[Texto de leitura]:
....

Para os não familiarizados com o trabalho científico, optar pela pesquisa “aplicada” parece ser uma escolha óbvia, ditada pelo bom senso. Portanto, neste momento, é importante mostrar que esse bom senso é ilusório e destacar como as linhas que separam ciência e tecnologia estiveram sempre interligadas e têm evoluído em permanente movimento e ressonância.

A questão está presente em vários países e tem gerado nas últimas décadas um grande número de artigos, fora e dentro da academia. Um desses textos considero referência pela clareza e profundidade da análise. “Reinventando a Química”, de Georges M. Whitesides, da Universidade de Harvard, publicado em 2014 (edição especial no conceituado periódico Angewandte Chemie International Edition nos 100 anos da BASF), recupera a história recente da química como ciência central nos anos posteriores à II Guerra Mundial. Um período de grande expansão da ciência e tecnologia nos Estados Unidos, que se estendeu à Europa e Japão.

....

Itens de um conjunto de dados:
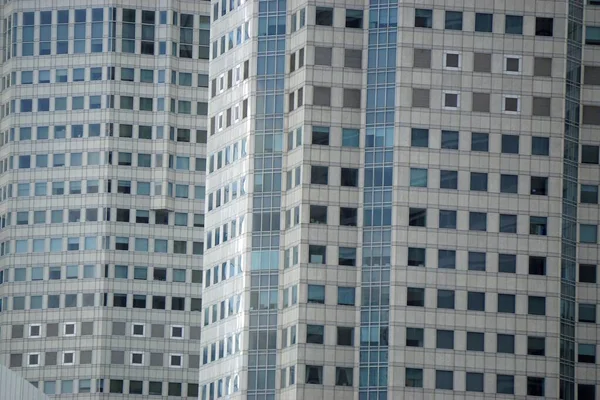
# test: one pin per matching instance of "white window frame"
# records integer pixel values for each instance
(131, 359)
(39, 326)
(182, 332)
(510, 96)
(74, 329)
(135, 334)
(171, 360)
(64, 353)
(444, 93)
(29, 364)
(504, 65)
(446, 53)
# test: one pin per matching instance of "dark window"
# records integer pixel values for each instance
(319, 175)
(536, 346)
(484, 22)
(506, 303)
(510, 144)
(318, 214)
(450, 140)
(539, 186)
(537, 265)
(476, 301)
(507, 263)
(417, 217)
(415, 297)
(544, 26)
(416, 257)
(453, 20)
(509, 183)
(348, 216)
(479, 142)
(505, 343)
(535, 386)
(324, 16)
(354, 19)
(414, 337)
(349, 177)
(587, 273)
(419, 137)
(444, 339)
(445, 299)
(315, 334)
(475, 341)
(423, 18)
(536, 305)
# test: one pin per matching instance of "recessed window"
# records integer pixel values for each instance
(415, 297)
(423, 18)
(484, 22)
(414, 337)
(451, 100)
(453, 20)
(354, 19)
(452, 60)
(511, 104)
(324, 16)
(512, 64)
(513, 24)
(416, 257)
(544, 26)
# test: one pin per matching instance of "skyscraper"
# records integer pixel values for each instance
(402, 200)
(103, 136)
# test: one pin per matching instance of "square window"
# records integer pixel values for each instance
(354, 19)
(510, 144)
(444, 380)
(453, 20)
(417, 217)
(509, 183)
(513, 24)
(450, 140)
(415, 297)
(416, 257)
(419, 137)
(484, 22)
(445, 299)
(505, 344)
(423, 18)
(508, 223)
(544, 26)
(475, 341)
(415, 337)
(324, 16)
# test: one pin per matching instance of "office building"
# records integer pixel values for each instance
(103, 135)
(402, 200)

....

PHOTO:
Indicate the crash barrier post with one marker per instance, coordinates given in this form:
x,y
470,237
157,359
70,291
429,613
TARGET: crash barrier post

....

[Instruções do exercício]: Reescreva o trecho do texto de leitura começando em "A questão está" e terminando em "Europa e Japão.", trocando "grande expansão" por "forte expansão".

[Resposta]:
A questão está presente em vários países e tem gerado nas últimas décadas um grande número de artigos, fora e dentro da academia. Um desses textos considero referência pela clareza e profundidade da análise. “Reinventando a Química”, de Georges M. Whitesides, da Universidade de Harvard, publicado em 2014 (edição especial no conceituado periódico Angewandte Chemie International Edition nos 100 anos da BASF), recupera a história recente da química como ciência central nos anos posteriores à II Guerra Mundial. Um período de forte expansão da ciência e tecnologia nos Estados Unidos, que se estendeu à Europa e Japão.